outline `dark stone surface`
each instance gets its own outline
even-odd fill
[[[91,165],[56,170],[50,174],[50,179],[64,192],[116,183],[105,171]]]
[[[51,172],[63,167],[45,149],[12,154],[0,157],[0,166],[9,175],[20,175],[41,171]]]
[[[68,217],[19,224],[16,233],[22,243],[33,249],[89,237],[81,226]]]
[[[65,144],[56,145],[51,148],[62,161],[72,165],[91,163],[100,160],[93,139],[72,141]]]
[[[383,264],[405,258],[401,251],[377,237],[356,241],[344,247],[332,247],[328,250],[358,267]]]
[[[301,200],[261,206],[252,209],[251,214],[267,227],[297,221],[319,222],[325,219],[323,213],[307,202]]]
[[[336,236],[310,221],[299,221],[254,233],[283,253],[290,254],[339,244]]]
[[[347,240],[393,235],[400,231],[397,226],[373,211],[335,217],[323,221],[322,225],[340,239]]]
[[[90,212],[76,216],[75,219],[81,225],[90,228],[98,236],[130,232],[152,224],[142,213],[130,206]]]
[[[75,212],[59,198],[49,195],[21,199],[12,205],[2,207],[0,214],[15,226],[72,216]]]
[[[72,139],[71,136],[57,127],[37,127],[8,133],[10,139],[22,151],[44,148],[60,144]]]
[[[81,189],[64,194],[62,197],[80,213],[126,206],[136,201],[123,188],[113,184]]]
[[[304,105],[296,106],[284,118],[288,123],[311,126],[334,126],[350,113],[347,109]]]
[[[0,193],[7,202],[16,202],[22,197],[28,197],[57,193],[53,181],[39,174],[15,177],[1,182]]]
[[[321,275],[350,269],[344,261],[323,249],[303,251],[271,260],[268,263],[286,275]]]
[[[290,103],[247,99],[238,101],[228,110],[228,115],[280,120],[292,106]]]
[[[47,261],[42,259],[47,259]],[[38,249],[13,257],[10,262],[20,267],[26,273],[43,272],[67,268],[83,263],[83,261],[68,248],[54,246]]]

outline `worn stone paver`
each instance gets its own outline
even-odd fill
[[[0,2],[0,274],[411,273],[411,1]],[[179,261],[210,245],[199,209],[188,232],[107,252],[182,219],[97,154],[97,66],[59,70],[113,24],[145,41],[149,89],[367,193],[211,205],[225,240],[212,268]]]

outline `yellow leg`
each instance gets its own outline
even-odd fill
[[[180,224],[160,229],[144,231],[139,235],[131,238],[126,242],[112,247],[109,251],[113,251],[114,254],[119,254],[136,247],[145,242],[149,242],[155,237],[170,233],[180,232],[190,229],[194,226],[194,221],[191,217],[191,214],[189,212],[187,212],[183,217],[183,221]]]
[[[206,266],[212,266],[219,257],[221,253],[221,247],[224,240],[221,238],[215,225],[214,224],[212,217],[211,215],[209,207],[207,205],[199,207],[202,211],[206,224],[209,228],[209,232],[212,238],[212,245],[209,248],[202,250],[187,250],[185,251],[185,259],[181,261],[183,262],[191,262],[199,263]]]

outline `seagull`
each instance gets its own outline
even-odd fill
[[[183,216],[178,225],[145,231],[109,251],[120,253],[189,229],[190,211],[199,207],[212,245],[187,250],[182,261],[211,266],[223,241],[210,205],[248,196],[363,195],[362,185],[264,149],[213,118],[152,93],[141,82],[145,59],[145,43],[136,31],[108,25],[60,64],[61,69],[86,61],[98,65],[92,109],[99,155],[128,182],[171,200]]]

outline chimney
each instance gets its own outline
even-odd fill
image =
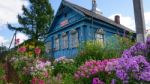
[[[115,23],[120,24],[120,16],[119,15],[115,16]]]
[[[92,12],[96,12],[96,7],[97,7],[96,0],[92,0]]]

- PROMPT
Pick out every line of the data above that contains the word "stone", and copy each of those lines.

- RESULT
outline `dark stone surface`
outline `worn stone paver`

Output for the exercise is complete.